**SELECTION:**
In English: among all functions that agree with the target on the boundary, pick the one whose slopes are closest, in least-squares sense, to the source's slopes. This is a textbook calculus-of-variations problem. The Euler-Lagrange equation falls out by setting the first variation to zero — and the result is exactly Poisson's equation:

\Delta f \;=\; \operatorname{div}(\mathbf{v}) \;=\; \Delta g \quad \text{inside } \Omega,

f\big|_{\partial\Omega} = f^*\big|_{\partial\Omega}.

Where the Euler-Lagrange step comes from: a variation $f \to f + \varepsilon \eta$ with $\eta|_{\partial\Omega} = 0$ changes the objective by $2\varepsilon \iint_\Omega (\nabla f - \mathbf{v}) \cdot \nabla \eta \, dA$ . Integrate by parts (Green's identity) — the boundary term vanishes because $\eta = 0$ there — and you are left with $-2\varepsilon \iint_\Omega (\Delta f - \operatorname{div}\mathbf{v}) \, \eta \, dA = 0$ for every $\eta$ . The only way that is true is $\Delta f = \operatorname{div}\mathbf{v}$ pointwise.

Discretise with the 5-point Laplacian on both sides and we get the linear system we will actually solve. For every pixel $(i,j)$ inside $\Omega$ :

4 f(i,j) - \!\!\!\!\sum_{(i',j') \in \mathcal{N}(i,j)}\!\!\!\! f(i',j') \;=\; 4 g(i,j) - \!\!\!\!\sum_{(i',j') \in \mathcal{N}(i,j)}\!\!\!\! g(i',j').

Whenever a neighbour $(i',j')$ lies outside $\Omega$ , we know its value: it is $f^*(i',j')$ , the target. So that term moves to the right-hand side and becomes a fixed contribution. The remaining unknowns are exactly the pixels inside $\Omega$ , and we have one linear equation per unknown — the system is sparse, symmetric, and positive-definite. Perfect for iterative solvers.

Why Dirichlet Boundary Conditions Make Seams Vanish

The Dirichlet boundary condition $f|_{\partial\Omega} = f^*|_{\partial\Omega}$ is doing more than "pin the edge." It is the entire reason the seam disappears.

**REQUEST 1:** In the excerpt, which three properties does the linear system have?
**REQUEST 2:** List every line of the entries that contains the word "plastic".
The excerpt and the entries are unrelated to each other.

**RECORDED DATA:**
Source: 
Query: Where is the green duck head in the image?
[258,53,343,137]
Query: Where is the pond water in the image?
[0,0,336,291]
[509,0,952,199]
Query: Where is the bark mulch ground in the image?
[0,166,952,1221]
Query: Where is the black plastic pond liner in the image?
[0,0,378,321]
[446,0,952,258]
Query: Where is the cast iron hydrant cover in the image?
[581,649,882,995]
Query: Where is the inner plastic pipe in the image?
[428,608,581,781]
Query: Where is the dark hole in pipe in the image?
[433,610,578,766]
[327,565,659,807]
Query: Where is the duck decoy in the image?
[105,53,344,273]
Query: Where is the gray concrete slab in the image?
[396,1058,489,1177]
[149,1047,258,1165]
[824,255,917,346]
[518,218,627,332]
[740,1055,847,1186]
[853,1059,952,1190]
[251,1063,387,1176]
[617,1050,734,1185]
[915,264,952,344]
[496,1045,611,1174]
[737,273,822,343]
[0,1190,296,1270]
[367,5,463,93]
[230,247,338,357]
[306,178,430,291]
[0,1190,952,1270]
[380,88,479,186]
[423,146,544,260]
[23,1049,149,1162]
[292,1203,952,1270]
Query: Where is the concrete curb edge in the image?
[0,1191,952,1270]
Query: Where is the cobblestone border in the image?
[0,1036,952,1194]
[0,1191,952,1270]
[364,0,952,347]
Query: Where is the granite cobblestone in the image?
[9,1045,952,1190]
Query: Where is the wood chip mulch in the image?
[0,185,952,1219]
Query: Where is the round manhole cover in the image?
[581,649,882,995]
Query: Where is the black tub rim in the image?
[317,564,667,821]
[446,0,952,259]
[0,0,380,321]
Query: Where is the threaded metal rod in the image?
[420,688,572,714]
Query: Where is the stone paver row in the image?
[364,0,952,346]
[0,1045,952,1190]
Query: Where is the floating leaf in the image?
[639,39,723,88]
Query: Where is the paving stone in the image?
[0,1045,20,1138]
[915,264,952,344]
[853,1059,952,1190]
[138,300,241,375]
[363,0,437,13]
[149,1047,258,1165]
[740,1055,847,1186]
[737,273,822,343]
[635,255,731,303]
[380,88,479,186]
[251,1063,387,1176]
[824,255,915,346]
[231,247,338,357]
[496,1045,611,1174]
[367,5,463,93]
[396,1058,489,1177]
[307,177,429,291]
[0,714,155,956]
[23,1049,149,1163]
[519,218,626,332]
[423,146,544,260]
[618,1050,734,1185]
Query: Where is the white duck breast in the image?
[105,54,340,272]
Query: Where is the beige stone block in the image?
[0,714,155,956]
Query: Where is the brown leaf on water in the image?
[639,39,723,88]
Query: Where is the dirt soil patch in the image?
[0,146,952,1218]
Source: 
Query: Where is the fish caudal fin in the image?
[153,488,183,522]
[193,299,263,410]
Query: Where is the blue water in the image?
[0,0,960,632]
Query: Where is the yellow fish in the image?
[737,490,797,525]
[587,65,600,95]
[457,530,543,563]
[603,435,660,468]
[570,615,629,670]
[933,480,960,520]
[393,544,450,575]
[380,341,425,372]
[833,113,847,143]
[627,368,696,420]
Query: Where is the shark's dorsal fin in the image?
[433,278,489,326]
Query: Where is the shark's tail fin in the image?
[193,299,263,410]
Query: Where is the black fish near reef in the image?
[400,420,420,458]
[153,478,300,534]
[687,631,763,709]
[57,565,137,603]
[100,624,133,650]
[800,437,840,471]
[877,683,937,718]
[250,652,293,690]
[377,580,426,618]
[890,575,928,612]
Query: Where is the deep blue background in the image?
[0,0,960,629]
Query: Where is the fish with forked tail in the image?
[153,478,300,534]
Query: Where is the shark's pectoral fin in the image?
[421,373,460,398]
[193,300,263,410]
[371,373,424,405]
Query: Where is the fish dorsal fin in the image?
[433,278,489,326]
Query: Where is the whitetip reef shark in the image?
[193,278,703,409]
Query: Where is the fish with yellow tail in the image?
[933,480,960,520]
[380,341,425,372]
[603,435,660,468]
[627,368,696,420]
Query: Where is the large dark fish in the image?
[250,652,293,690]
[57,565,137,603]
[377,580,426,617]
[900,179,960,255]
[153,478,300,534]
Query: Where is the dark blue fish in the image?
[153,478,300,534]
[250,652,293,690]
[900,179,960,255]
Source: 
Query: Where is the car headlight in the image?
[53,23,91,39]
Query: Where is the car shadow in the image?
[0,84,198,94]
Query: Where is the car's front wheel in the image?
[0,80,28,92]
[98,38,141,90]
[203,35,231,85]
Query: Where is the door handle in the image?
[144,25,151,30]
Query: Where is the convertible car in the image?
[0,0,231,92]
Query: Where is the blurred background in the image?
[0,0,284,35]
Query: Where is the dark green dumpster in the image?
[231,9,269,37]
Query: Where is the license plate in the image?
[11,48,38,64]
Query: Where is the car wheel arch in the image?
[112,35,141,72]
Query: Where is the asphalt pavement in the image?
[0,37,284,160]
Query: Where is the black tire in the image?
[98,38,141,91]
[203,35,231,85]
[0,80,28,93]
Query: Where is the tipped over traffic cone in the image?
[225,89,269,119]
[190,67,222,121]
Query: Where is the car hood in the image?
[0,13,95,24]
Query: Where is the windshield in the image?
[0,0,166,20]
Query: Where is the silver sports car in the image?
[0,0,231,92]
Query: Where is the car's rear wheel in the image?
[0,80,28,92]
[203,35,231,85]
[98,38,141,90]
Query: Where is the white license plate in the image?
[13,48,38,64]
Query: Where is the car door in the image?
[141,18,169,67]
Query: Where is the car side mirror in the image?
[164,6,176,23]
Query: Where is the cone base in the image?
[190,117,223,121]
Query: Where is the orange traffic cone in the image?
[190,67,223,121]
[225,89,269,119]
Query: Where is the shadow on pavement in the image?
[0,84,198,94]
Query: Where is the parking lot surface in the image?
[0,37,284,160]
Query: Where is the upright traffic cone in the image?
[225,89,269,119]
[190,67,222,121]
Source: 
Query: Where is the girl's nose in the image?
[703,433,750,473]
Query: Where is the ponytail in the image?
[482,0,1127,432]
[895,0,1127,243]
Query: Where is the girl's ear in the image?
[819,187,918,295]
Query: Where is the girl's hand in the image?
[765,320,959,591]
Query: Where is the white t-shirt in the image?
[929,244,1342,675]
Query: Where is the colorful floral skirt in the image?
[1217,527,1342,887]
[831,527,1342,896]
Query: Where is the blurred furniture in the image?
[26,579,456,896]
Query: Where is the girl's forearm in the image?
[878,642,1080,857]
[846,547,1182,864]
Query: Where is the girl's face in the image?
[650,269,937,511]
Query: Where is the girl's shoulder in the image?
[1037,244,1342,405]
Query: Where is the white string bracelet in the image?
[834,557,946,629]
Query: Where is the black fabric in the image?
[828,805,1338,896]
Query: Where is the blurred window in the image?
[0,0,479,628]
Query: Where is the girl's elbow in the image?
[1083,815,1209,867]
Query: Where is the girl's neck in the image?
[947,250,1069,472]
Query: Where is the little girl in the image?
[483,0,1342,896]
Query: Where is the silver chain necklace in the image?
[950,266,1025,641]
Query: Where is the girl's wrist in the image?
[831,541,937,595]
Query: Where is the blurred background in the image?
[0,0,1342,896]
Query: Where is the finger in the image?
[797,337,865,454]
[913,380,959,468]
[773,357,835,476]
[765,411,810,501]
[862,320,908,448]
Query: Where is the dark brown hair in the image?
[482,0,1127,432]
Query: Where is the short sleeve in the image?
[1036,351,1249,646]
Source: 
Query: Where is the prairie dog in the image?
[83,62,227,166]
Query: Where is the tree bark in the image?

**WORKED ANSWER 1:** It is sparse, symmetric, and positive-definite.

**WORKED ANSWER 2:**
Query: Where is the black plastic pond liner in the image?
Query: Where is the inner plastic pipe in the image?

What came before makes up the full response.